Recorded information
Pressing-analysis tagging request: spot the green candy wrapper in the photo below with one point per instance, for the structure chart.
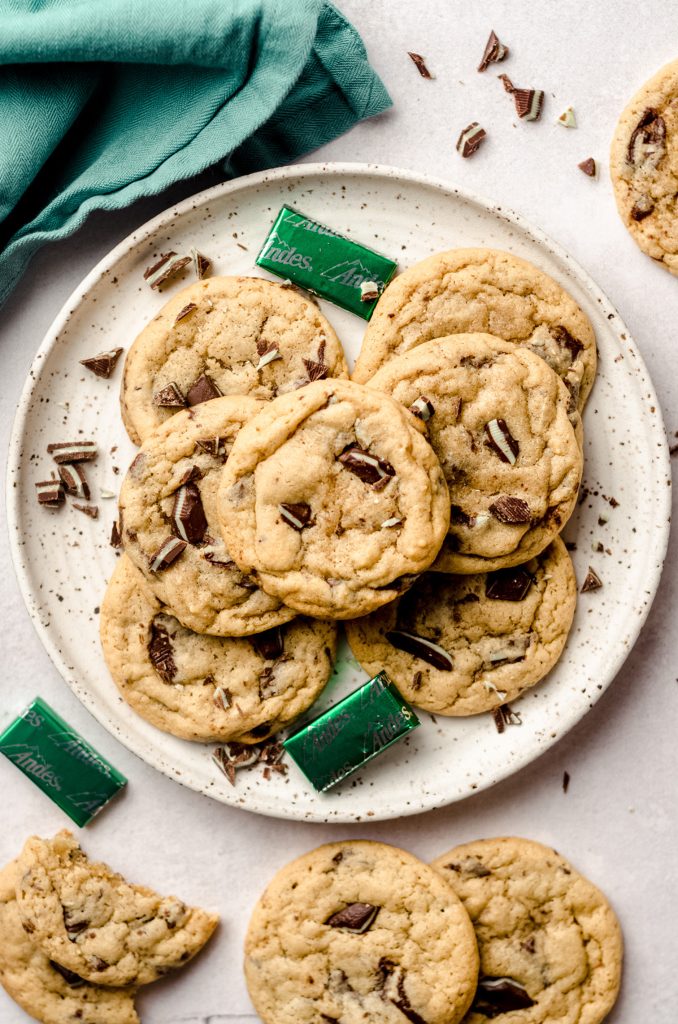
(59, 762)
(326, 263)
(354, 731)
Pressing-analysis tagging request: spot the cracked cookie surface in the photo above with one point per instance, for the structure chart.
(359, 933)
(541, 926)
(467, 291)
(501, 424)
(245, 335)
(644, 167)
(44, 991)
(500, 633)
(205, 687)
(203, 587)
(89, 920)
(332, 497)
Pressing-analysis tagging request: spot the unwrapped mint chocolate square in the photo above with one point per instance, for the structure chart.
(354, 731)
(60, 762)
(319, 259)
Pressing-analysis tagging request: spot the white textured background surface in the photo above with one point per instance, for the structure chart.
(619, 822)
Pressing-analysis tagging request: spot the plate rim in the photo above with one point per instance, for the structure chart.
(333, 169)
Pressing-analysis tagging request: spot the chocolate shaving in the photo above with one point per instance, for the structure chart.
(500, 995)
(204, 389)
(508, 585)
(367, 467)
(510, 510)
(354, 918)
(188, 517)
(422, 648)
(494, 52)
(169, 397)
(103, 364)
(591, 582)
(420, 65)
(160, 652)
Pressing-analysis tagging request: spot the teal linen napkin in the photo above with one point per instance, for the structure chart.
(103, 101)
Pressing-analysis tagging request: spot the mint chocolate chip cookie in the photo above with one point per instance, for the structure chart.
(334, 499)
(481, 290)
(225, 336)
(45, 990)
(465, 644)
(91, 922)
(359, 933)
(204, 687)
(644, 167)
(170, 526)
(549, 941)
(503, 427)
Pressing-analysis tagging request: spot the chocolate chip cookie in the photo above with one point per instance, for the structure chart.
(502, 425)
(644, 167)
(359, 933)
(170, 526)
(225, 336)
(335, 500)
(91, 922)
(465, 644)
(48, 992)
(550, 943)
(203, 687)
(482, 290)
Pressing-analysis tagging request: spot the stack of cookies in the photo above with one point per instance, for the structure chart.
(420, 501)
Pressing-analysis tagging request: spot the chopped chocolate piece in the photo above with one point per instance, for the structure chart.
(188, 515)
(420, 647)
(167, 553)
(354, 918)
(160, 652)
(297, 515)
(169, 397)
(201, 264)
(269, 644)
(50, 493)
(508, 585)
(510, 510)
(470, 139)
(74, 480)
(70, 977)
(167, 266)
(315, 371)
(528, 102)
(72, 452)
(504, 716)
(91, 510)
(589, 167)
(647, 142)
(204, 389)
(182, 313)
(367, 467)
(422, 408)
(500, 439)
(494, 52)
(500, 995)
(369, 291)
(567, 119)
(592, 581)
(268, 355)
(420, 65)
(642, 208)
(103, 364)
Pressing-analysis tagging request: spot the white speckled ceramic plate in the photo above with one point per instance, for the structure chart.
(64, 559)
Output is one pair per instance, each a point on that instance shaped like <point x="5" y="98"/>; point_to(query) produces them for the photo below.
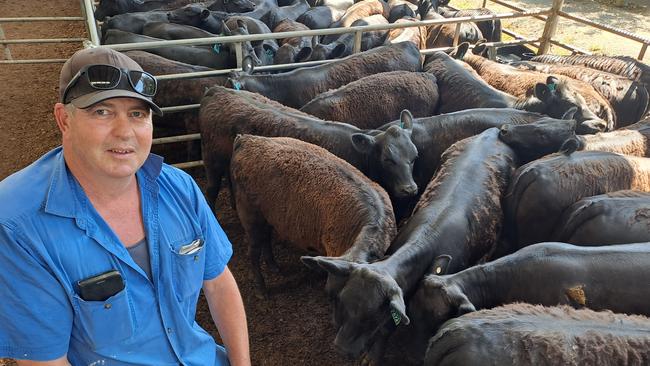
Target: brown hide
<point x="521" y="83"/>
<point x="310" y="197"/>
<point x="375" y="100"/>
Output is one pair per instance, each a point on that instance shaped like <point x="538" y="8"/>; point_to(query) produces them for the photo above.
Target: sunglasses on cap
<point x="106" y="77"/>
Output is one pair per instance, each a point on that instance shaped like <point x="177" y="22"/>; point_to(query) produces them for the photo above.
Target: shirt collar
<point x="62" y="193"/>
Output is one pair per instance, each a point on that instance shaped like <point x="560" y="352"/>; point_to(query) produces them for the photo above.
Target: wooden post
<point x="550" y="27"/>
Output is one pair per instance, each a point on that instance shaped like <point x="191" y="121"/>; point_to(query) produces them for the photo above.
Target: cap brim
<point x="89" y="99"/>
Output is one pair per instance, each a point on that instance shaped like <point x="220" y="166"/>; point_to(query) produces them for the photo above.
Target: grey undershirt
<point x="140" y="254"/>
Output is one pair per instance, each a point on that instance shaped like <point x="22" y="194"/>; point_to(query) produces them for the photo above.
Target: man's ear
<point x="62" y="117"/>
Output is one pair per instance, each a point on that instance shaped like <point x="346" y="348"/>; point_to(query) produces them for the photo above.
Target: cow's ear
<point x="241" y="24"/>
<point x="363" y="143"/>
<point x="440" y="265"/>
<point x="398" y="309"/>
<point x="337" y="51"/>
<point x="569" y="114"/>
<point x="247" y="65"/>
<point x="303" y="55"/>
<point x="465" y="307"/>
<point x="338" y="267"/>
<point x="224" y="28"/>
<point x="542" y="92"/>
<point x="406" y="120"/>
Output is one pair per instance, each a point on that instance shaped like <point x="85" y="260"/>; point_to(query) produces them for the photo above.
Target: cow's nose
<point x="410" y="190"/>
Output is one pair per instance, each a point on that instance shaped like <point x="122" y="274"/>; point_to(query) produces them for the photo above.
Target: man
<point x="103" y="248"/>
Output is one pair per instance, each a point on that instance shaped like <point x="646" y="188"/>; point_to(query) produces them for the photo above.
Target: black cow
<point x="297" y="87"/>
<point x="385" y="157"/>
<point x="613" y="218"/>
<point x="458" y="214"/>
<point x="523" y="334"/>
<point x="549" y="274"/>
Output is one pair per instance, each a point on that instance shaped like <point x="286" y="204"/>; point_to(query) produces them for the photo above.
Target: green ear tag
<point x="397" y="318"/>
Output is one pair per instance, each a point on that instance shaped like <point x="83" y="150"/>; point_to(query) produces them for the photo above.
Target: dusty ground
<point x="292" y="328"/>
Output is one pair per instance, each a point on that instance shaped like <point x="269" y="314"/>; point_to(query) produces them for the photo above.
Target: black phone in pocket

Task objective
Reproduce all of the material exactly, apart from the pictures.

Solution to the problem
Pressing-analysis tagging request: spot the green candy wrapper in the photo below with one point per instance, for the structure chart.
(59, 762)
(326, 263)
(354, 731)
Pressing-analysis tagging request: spot the cracked cookie surface in the photo above with one point per instance, for the structure chart.
(359, 933)
(541, 926)
(467, 291)
(501, 424)
(245, 335)
(644, 167)
(44, 991)
(500, 633)
(205, 687)
(203, 587)
(89, 920)
(332, 497)
Pressing-analysis tagging request: spot the unwrapped mint chocolate square in the photo above with one point per instance, for the structure chart.
(354, 731)
(60, 762)
(319, 259)
Pressing-analysis tagging request: spot the white textured background surface in the photo above with one point per instance, for the structure chart.
(619, 822)
Pressing-analysis tagging request: spot the plate rim in the photo above with one point per instance, for the structure chart.
(333, 169)
Pressing-analysis tagging request: spot the chocolate shaving in the photo above with one point per instance, for the structure chart.
(500, 995)
(204, 389)
(508, 585)
(367, 467)
(510, 510)
(354, 918)
(188, 517)
(422, 648)
(494, 52)
(169, 397)
(103, 364)
(591, 582)
(420, 65)
(160, 652)
Pressing-analysis tagging request: spot the teal linen napkin in the photo above with one point per instance, for the structure chart.
(103, 101)
Pressing-analysis tagging request: spot the mint chocolate chip cookie in the photo above with one point per instance, for the structure chart.
(334, 499)
(481, 290)
(225, 336)
(45, 990)
(465, 644)
(91, 922)
(359, 933)
(204, 687)
(644, 167)
(170, 526)
(549, 941)
(503, 427)
Pressing-analysis tagging request: spot the chocolate chip cookie in the photo above with one point per instance, for the structure chart.
(502, 425)
(644, 167)
(359, 933)
(170, 526)
(225, 336)
(335, 500)
(91, 922)
(465, 644)
(48, 992)
(550, 943)
(203, 687)
(482, 290)
Pressing-analysis tagging request: spot the stack of cookies in the photo above with one point per instance, for the structure chart.
(420, 501)
Pressing-analysis tagging request: spot the chopped chocolate piece in the photo above with one point per instance, for the structure chart.
(188, 515)
(420, 647)
(167, 553)
(354, 918)
(160, 652)
(297, 515)
(169, 397)
(201, 264)
(269, 644)
(50, 493)
(508, 585)
(510, 510)
(470, 139)
(74, 480)
(70, 977)
(167, 266)
(315, 371)
(528, 102)
(72, 452)
(504, 716)
(91, 510)
(589, 167)
(647, 142)
(204, 389)
(182, 313)
(367, 467)
(422, 408)
(500, 439)
(494, 52)
(500, 995)
(369, 291)
(567, 119)
(592, 581)
(268, 355)
(420, 65)
(642, 208)
(103, 364)
Pressing-analysis tagging request: spot the white speckled ceramic plate in the photo above with one point per instance, for the structure chart.
(64, 559)
Output is one pair per instance, each a point on that instance shaped like <point x="5" y="98"/>; point_to(query) produces them for the photo below.
Target: brown hide
<point x="521" y="83"/>
<point x="310" y="197"/>
<point x="375" y="100"/>
Output is one pair per instance, each a point on that instance shaped like <point x="538" y="8"/>; point_to(query) produces them for the photo above.
Target: sunglasses on cap
<point x="106" y="77"/>
Output is one pair per instance, each a point on that instance shaped like <point x="177" y="22"/>; point_to(query) produces them for the photo above.
Target: shirt collar
<point x="62" y="193"/>
Output is one pair per instance, each a point on that instance shaped like <point x="560" y="352"/>; point_to(query) produces them for the photo above.
Target: wooden post
<point x="550" y="27"/>
Output is one pair per instance, each a point on that instance shaped like <point x="191" y="121"/>; point_to(query) produces them for the photo above.
Target: cap brim
<point x="89" y="99"/>
Output is one pair per instance, each a point on that instance shaped like <point x="220" y="166"/>; point_to(query) produces them for the photo above.
Target: grey undershirt
<point x="140" y="254"/>
Output is one pair per instance, each a point on that instance shaped like <point x="22" y="194"/>; point_to(query) produces them for the photo above.
Target: man's ear
<point x="62" y="117"/>
Output is one pair per instance, each a point on that instance shaped like <point x="346" y="348"/>; point_to(query) produces them for the photo above.
Target: cow's ear
<point x="241" y="24"/>
<point x="363" y="143"/>
<point x="440" y="265"/>
<point x="398" y="309"/>
<point x="337" y="51"/>
<point x="569" y="114"/>
<point x="247" y="65"/>
<point x="303" y="55"/>
<point x="465" y="307"/>
<point x="338" y="267"/>
<point x="224" y="28"/>
<point x="542" y="92"/>
<point x="406" y="120"/>
Output is one pair per instance, each a point on that instance shaped like <point x="85" y="260"/>; point_to(query) produces them for the photo above.
Target: cow's nose
<point x="410" y="190"/>
Output is one pair per instance, each a point on that instance shaped like <point x="122" y="274"/>; point_to(query) produces them for the photo above.
Target: man
<point x="103" y="248"/>
Output is one pair per instance, each a point on that instance shaped like <point x="646" y="188"/>; point_to(query) produces them for the photo above.
Target: black cow
<point x="297" y="87"/>
<point x="385" y="157"/>
<point x="613" y="218"/>
<point x="458" y="214"/>
<point x="523" y="334"/>
<point x="549" y="274"/>
Output is one pair per instance, each a point on that instance shaped like <point x="286" y="204"/>; point_to(query) produces them for the photo above.
Target: green ear tag
<point x="397" y="318"/>
Output is one pair per instance, each a point on that instance shaped like <point x="83" y="150"/>; point_to(query) produces them for the photo above.
Target: dusty ground
<point x="292" y="328"/>
Output is one pair per instance, each a point on that instance shaped like <point x="269" y="314"/>; point_to(query) produces them for the photo above.
Target: black phone in pocket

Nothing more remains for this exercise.